Kerri was the kind of person you only had to be around for five minutes to know you would never forget her. Her positive bubbly personality was contagious. I can’t count how many mornings I listened to her on the radio and something she said touched my heart, made me laugh, or got me through a tough moment. At her prayer service the evening of her passing, two things were mentioned over and over. Kerri loved people, and Kerri loved Jesus Christ.
The last time I talked to Kerri was at the radio station where she worked. I was there for an interview about Our Crossroads and Kerri wanted to hear all about it. You would of thought she was the one doing my interview. When she talked to people she gave them her full attention, she really made you feel special. I told her some of the unknown details of my story and she listened intently. She told me how proud she was of me and what I was doing with my writing, and with my life. I remember she told me I should get my own radio show someday and her eyes were dancing with excitement. I could tell that she really believed in me.
That really meant a lot to me.
She stayed a little longer, joking and laughing with me and the host of the show. Then she said she had meant to leave two hours before but had got caught up in projects. She put on her coat, told me how proud she was of me again and wished me luck. Then she gave me a huge hug. It wasn’t one of those awkward, half-hearted type of hugs. This was a caring, genuine, straight up bear hug. It made me feel loved.

- JOB 1 -
Answer these questions using the tribute to Kerri:
(a) What two things were mentioned over and over at Kerri's prayer service?
(b) What was the narrator's interview at the radio station about?
(c) How long before had Kerri meant to leave the station?
- JOB 2 -
Revise the tribute to Kerri: write out everything from "The last time" down to "believed in me." with "full attention" changed to "undivided attention".
- JOB 3 -
Carry on the tribute to Kerri from the point where it stops.
The material further on comes from a separate source.

- DATA SEGMENT -

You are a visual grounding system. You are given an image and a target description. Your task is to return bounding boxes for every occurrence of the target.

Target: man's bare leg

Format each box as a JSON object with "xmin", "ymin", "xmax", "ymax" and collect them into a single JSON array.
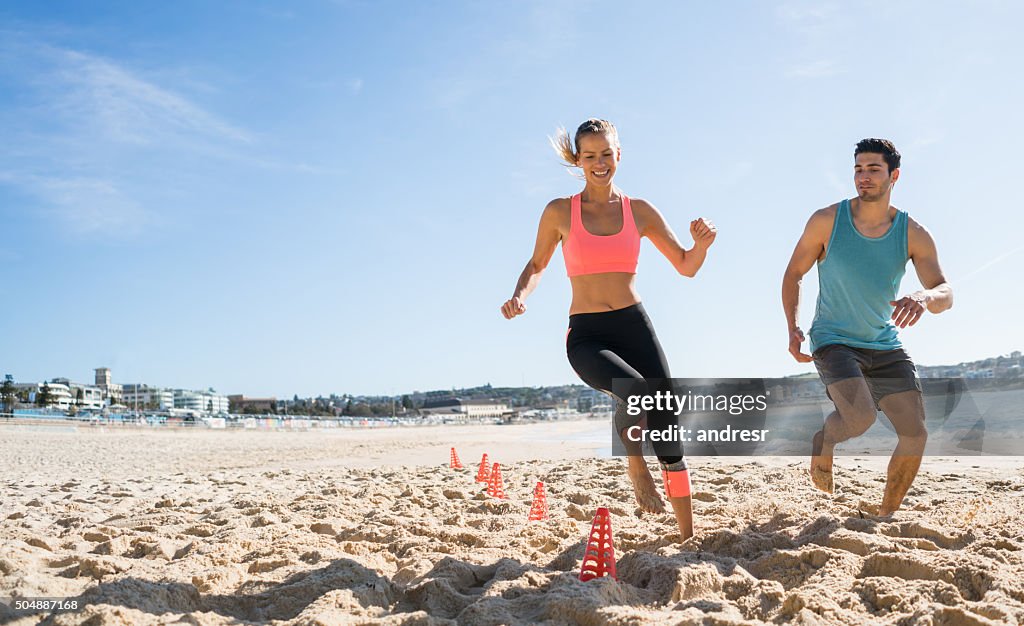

- WRITTEN RESPONSE 1 -
(a) That Kerri loved people, and Kerri loved Jesus Christ.
(b) Our Crossroads.
(c) Two hours before.

- WRITTEN RESPONSE 2 -
The last time I talked to Kerri was at the radio station where she worked. I was there for an interview about Our Crossroads and Kerri wanted to hear all about it. You would of thought she was the one doing my interview. When she talked to people she gave them her undivided attention, she really made you feel special. I told her some of the unknown details of my story and she listened intently. She told me how proud she was of me and what I was doing with my writing, and with my life. I remember she told me I should get my own radio show someday and her eyes were dancing with excitement. I could tell that she really believed in me.

- WRITTEN RESPONSE 3 -
A few months later, I would sit at her memorial service hearing loved one after loved one talking about how much they were going to miss her hugs. They talked about how much she loved people, especially broken people. They talked about how she loved people with the love of Jesus. One beautiful woman in a wheelchair said: “She never made me feel like I was in a wheelchair. She just saw me.”
Nobody knows why things like this happen. I would be lying if I said I didn’t ask God why He had allowed this to happen to Kerri. She was filled with so much light for the Lord. It seemed she had so much more to do, so many more people to touch, so many more Kerri-hugs to give away.
But we can’t think like that. God has reasons for things that we will never understand in this lifetime. To trust Him, means to trust in His will for things too. For whatever reason, God had decided that Kerri had ran the race well and wanted her to come back home to Him. Somebody said at the prayer service that Kerri wanted to meet Jesus Christ more than anybody else. She had gone to sleep on Monday and woken up in her Savior’s arms.
Imagine the bear hug she gave to Him!
Rest in peace, Kerri. And thank you for the hug.